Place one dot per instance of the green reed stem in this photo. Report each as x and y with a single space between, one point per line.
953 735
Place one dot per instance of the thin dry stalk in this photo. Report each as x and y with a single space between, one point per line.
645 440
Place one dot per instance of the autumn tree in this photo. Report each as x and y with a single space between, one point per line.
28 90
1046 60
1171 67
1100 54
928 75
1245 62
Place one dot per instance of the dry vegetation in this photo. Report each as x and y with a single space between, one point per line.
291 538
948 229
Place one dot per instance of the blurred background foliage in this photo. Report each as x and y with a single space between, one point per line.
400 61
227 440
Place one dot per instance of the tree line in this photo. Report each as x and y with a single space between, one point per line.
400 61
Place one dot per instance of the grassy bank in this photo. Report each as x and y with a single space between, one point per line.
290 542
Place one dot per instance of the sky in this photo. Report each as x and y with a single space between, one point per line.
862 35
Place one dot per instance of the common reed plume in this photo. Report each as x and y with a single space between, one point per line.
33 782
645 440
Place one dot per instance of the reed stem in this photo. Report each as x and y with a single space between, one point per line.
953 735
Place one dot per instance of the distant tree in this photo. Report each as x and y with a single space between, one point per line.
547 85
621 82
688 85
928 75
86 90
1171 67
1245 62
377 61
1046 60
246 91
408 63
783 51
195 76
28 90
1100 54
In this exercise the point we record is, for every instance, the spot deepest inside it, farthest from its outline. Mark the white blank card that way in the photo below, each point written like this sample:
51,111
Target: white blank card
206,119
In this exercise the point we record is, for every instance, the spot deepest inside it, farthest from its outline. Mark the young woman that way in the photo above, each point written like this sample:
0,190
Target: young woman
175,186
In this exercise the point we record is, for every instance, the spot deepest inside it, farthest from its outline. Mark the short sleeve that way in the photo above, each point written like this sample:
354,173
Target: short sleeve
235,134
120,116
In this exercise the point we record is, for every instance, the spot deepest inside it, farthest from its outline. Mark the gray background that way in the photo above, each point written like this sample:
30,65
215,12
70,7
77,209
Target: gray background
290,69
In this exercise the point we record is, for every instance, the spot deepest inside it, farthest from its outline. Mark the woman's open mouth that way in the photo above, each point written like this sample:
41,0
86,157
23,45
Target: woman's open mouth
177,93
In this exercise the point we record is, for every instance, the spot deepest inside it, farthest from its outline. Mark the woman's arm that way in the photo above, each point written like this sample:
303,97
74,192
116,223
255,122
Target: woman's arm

|---|

Please reproduce the entire listing, exactly as shown.

• Solution to this exercise:
Place one dot per instance of the green reed stem in this photo. Report each as x and y with a single space between, one point per line.
953 735
Place one dot per instance of the thin dry stalk in this photo. Report each as x and y with a single space between, one point per line.
645 440
Place one dot per instance of the autumn tree in this photo. Report each as x and y with a single space between, one point per line.
28 90
1046 60
1171 67
1100 54
928 75
1245 62
Place one dot per instance of the dry vegetation in this photo. Report each as x and y with a single space between, one point per line.
291 538
948 229
Place one dot per instance of the blurred background foliage in this photo. Report each as x and y with a single space between, one point per line.
400 61
227 440
Place one dot per instance of the tree line in this photo. Report each as x and y with a single space between, one point per line.
400 61
Place one dot per instance of the grassy bank in this photo. Report each as x and y with a single space between, one point per line.
290 542
Place one dot per instance of the sky in this photo. Report each as x and y with a single space between, one point per line.
862 35
Place one dot per instance of the common reed plume in this photo. Report each as x and y with a single space between, one point per line.
33 782
645 440
Place one dot per instance of the reed stem in this photo. Report each as x and y with a single space between, one point per line.
953 735
Place one dot per instance of the distant tree in this photo. Report each as x and y with a single space between, one point per line.
547 85
621 82
688 85
928 75
86 90
1171 67
1245 62
377 61
1046 60
246 91
408 63
783 51
195 76
28 90
1100 54
In this exercise the point we record is, for every instance, the spot deepest inside it, farthest from its outline. Mark the white blank card that way in the photo below, each point written like this sample:
51,111
Target: white blank card
206,119
In this exercise the point we record is, for every instance, the spot deepest inside it, farthest from its outline. Mark the young woman that way in the photo above, each point written like this sample:
0,190
Target: young woman
175,186
In this exercise the point we record is, for every instance, the spot deepest inside it, farthest from its outline. Mark the short sleeve that way in the photo above, each point written like this sample:
354,173
Target: short sleeve
235,134
120,116
In this exercise the point we record is, for every instance, the spot deepest inside it, farthest from its outline. Mark the gray background that way in the photo above, each point written like this sample:
30,65
215,12
70,7
77,209
Target: gray background
290,69
In this exercise the point we record is, for every instance, the spot deepest inside it, farthest from its outline. Mark the woman's open mouth that way in the photo above, each point written like this sample:
41,0
86,157
23,45
Target: woman's open mouth
177,93
In this exercise the point we record is, for every instance, the spot deepest inside it, farthest from its outline. Mark the woman's arm that way in the photo above, each point written like this sample:
303,97
74,192
116,223
255,122
Target: woman's arm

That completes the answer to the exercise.